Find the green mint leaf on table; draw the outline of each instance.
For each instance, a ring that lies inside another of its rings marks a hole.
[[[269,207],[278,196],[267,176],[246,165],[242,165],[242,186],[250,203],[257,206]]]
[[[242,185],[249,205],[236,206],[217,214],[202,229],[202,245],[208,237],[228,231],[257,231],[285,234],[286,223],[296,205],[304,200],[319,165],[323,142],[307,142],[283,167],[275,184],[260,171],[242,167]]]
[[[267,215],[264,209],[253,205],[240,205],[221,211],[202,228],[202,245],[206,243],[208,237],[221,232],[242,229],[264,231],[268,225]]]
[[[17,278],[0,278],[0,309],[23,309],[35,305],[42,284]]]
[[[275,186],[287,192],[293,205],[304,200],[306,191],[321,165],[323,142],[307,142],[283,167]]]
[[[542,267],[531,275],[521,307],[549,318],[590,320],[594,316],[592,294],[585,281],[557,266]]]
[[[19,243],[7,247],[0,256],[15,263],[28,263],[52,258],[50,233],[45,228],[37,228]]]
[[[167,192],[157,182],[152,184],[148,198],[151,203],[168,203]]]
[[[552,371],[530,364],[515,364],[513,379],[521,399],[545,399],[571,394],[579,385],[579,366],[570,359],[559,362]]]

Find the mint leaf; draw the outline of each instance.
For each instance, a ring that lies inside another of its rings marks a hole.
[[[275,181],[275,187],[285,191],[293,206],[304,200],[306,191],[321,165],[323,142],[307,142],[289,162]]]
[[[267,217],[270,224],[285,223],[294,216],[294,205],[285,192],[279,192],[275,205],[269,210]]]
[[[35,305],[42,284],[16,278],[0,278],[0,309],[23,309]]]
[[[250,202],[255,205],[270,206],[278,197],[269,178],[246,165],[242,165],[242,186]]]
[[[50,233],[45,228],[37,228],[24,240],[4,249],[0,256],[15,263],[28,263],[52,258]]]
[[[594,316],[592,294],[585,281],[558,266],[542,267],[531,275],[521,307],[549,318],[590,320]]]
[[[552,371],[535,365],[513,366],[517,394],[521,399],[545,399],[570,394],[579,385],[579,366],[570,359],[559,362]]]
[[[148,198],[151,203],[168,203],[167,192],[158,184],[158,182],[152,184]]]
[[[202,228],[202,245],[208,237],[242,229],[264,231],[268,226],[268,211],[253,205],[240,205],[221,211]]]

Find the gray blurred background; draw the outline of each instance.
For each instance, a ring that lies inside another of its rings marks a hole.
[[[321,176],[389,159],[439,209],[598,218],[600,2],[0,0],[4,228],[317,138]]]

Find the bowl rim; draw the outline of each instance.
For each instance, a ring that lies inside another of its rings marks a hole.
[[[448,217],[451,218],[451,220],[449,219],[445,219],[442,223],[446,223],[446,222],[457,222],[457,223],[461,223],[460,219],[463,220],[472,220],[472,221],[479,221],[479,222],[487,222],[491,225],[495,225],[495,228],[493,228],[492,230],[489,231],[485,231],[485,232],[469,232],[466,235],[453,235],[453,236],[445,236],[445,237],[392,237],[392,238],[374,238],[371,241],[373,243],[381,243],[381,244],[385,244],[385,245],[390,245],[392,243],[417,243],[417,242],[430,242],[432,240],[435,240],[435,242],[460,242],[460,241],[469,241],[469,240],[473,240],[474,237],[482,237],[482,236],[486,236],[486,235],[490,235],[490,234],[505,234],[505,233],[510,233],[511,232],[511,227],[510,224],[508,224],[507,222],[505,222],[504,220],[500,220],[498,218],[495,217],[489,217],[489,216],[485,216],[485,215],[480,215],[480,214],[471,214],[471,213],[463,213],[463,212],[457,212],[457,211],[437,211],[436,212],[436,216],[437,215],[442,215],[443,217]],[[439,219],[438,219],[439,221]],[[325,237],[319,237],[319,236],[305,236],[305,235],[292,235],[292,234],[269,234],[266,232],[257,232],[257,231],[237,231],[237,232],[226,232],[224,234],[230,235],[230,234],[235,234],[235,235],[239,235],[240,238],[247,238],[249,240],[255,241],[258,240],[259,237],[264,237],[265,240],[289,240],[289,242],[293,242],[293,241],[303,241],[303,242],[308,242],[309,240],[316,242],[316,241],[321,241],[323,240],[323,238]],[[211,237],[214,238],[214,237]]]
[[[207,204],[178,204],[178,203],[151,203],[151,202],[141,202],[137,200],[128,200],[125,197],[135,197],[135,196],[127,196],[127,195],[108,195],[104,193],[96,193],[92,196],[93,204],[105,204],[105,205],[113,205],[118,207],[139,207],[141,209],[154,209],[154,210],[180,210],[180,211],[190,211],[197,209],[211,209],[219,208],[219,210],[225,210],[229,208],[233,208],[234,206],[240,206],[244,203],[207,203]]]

○ ○ ○ ○

▸ **Task objective**
From the listing, please work out how many lines contain "leaf". Give the number only.

▸ **Task result**
2